Но при этом неприятие и недоверие к советской идеологии и пропаганде не вылилось в неприятие и недоверие к пропаганде вообще. У народа выработался иммунитет на оголтелую, лживую пропаганду с высоких трибун, со страниц "Правды" и из уст местных партийно-комсомольских прощелыг. Однако более изощрённые, "индивидуально подобранные", "таргетированные" приёмы западной пропаганды с её апеллированием не к высоким идеалам, а к банальным бытовым жизненным стандартам обычных людей, с её красивой картинкой сияющей витрины и "американской улыбкой в 64 зуба" проходили на ура. Легко не верить полуграмотному обрюзгшему дядьке, орущему какую-то муть с трибуны очередного партсъезда, но вот ухоженному благообразному мужчине в аккуратном костюмчике поверить очень хочется. По большому счёту, то, что мы сейчас лицезреем в виде эрефянской пропаганды – это, фактически, просто адаптация более тонких и незаметных глазу неискушённого обывателя технологий западного пиара на отечественную почву с приправой из элементов советского декора, вызывающих позитивный ностальгический отклик у большинства населения. С таким пиаром, безусловно, бороться сложнее, чем с топорной совдеповской машиной.

# # #

Задание: К чему, согласно тексту о пропаганде, апеллировали приёмы западной пропаганды? Для ответа данные не понадобятся.

Исходные данные:
# # #

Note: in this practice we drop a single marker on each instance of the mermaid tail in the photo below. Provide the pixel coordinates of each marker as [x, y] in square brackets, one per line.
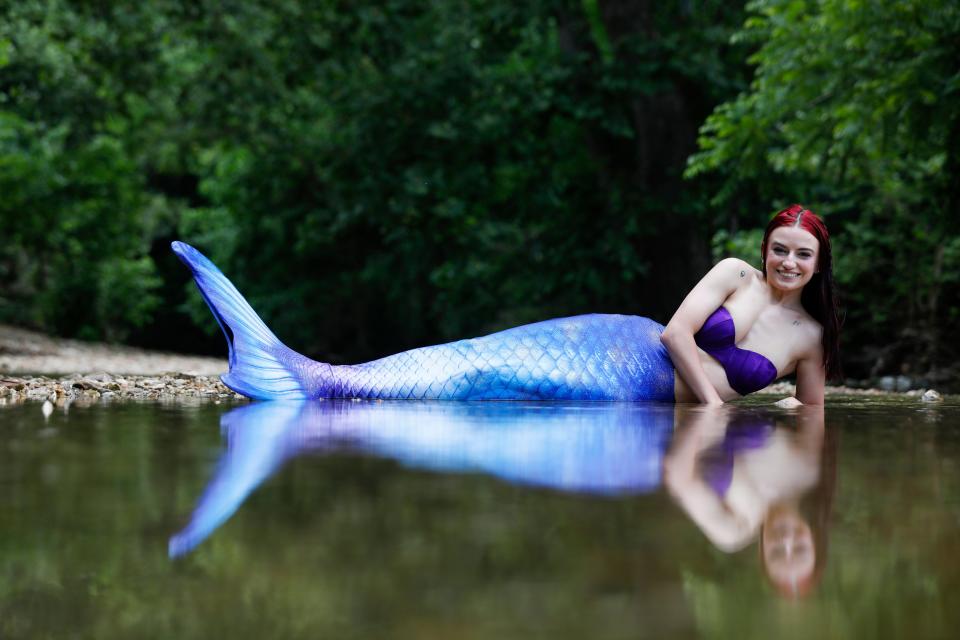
[588, 357]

# # #

Ответ на задачу: К банальным бытовым жизненным стандартам обычных людей, а не к высоким идеалам.